**PROVIDED PASSAGE**

Saint Ignatius High School

Write A.M.D.G. in the Top Right Corner

Mr. Healey first came across the abbreviation A.M.D.G. as he started freshman year at Saint Ignatius, and was instructed on the proper form to be used when heading his homework: A.M.D.G., name, date, period, and assignment title. The lesson of these four letters is a lesson that keeps on giving.
A.M.D.G.
Tom Healey '77
3/11/2020
1st Period
Lesson from Loyola Hall

A.M.D.G.

I first came across the Ignatian tetragrammaton when I began my freshman year at Saint Ignatius, and was instructed on the proper form to be used when heading a homework assignment: A.M.D.G., name, date, period, and assignment title.

We were told by the venerable Mr. William Murphy, longtime speech teacher and Harlequin moderator, that we attended a Jesuit school, and these four letters represented the motto of the Jesuits.  Later in the day, Fr. Arthur Walters, S.J., our Latin teacher, explained that A.M.D.G. stood for Ad Maiorem Dei Gloriam or “For the Greater Glory of God.”

**ENTRIES SUPPLIED**
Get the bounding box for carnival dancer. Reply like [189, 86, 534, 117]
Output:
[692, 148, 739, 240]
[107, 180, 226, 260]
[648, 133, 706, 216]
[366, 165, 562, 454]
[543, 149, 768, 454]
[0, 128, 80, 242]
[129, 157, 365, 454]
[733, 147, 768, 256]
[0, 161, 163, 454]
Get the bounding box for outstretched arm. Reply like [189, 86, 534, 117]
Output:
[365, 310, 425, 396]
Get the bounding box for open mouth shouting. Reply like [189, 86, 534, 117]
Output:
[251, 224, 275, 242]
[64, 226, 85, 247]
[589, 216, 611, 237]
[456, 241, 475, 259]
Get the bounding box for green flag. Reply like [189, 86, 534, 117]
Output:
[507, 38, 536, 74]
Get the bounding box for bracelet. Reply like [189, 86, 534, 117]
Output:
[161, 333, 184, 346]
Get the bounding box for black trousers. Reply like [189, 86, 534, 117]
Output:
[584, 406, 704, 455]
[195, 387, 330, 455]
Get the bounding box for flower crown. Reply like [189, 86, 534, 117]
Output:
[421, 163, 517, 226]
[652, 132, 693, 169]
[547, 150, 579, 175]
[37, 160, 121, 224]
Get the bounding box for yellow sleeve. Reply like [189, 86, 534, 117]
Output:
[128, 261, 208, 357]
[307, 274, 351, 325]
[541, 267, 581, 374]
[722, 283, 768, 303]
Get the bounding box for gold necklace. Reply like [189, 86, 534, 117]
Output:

**GIVEN REQUEST 1**
Rewrite everything in the A.M.D.G. article from "Write A.M.D.G. in" down to "assignment: A.M.D.G., name, date, period, and assignment title.", putting "first" in place of "freshman".
**GIVEN REQUEST 2**
Sum up the A.M.D.G. article in two sentences.
**GIVEN REQUEST 3**
Take the A.M.D.G. article further, picking up after its final sentence.

**EXPECTED ANSWER 1**
Write A.M.D.G. in the Top Right Corner

Mr. Healey first came across the abbreviation A.M.D.G. as he started first year at Saint Ignatius, and was instructed on the proper form to be used when heading his homework: A.M.D.G., name, date, period, and assignment title. The lesson of these four letters is a lesson that keeps on giving.
A.M.D.G.
Tom Healey '77
3/11/2020
1st Period
Lesson from Loyola Hall

A.M.D.G.

I first came across the Ignatian tetragrammaton when I began my first year at Saint Ignatius, and was instructed on the proper form to be used when heading a homework assignment: A.M.D.G., name, date, period, and assignment title.

**EXPECTED ANSWER 2**
Tom Healey '77 first encountered A.M.D.G. as a freshman at Saint Ignatius, when he was taught to head homework with A.M.D.G., name, date, period, and assignment title. Mr. William Murphy told the students the letters were the Jesuit motto, and Fr. Arthur Walters, S.J., their Latin teacher, explained that they stood for Ad Maiorem Dei Gloriam, "For the Greater Glory of God."

**EXPECTED ANSWER 3**
Fast forward to the early 1990s, and I am teaching freshmen about the life of St. Ignatius and the formation and history of the Society of Jesus.  In my quest to offer them something other than my voice, I come across a film, The Company: Inigo and His Jesuits.  Narrated by the noted actor Cyril Cusack, this film was made in England (of all places), and tells its story while on location in Lancashire at Stonyhurst College, the oldest Jesuit school in the English-speaking world.

Famous for its many notable graduates – people like John Carroll and Arthur Conan Doyle (who describes Baskerville Hall in Hound of the Baskervilles as a brick-for-brick remake of Stonyhurst Castle), the estate was originally the home of the Shireburn family.  When in 1794 the title passed to a cousin, he donated the land and buildings to the Jesuits in gratitude for their having educated him at their English-speaking college on the Continent – a necessity due to the anti-Catholic and anti-Jesuit laws of England.

Other than their attire – school blazers, school sweaters and school ties – the students at Stonyhurst look just like students at Saint Ignatius.  The freshmen in my classes delighted at the revelation by one of the “Stony boys” that they have to write A.M.D.G. “at the top of their pages.”  Some things are so fundamental to a Jesuit education that they transcend time and place.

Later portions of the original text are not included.